[PASSAGE]
|---|

The Picos de Europa are home to Spains brown bear
The Picos de Europa are home to Spain's brown bear | © javierAlamo / Pixabay

While Spain is famed for its popular holiday resorts and cosmopolitan cities, it is also home to some of Europe’s most beautiful rural areas. Head off the beaten track to explore mountains, coasts and countryside in some of the best rural destinations Spain has to offer.

Catalan Pyrenees

The national park has around 200 lakes

The Aigüestortes i Estany de Sant Maurici National Park is the only one of Spain’s national parks located in the northeastern region of Catalonia and is a dramatic mountainous landscape. It features the soaring peaks of the Pyrenees and around 200 lakes and is a popular area for trekking, especially in summer, when the park’s 10 refuges are open and available for trekkers to sleep in.

Galicia

Galicia breaks all the stereotypes about Spain’s sunny and warm climate. The region, to the far northwest of the country, is known for its rainfall and lush, green, hilly landscapes, as well as for its strong Celtic history and its status as the end point of the Camino de Santiago pilgrimage route. Its countryside and rugged coastline are well worth exploring. The Illas Cíes island chain, off the region’s west coast, is home to some of the region’s most beautiful beaches.

|---|

[SOURCE MATERIAL]
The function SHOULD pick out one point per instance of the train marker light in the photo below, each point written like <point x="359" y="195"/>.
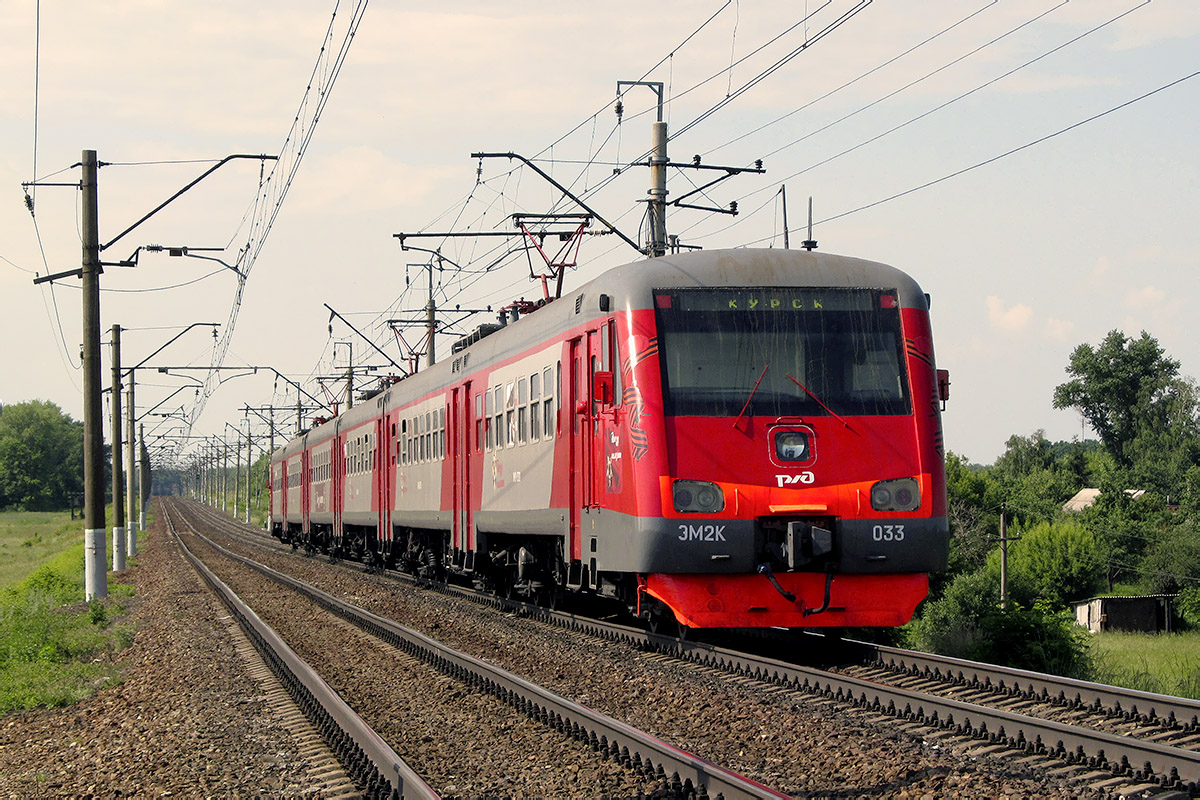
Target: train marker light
<point x="697" y="497"/>
<point x="898" y="494"/>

|---|

[WHAT TO WORK ON]
Using the text on rural Spain, answer these:
1. About how many lakes does the national park in the Catalan Pyrenees have?
2. Which pilgrimage route has its end point in Galicia?
3. What island chain lies off Galicia's west coast?
The listing is separate material and has nothing to do with the text on rural Spain.

[TASK SOLUTION]
1. Around 200
2. The Camino de Santiago
3. The Illas Cíes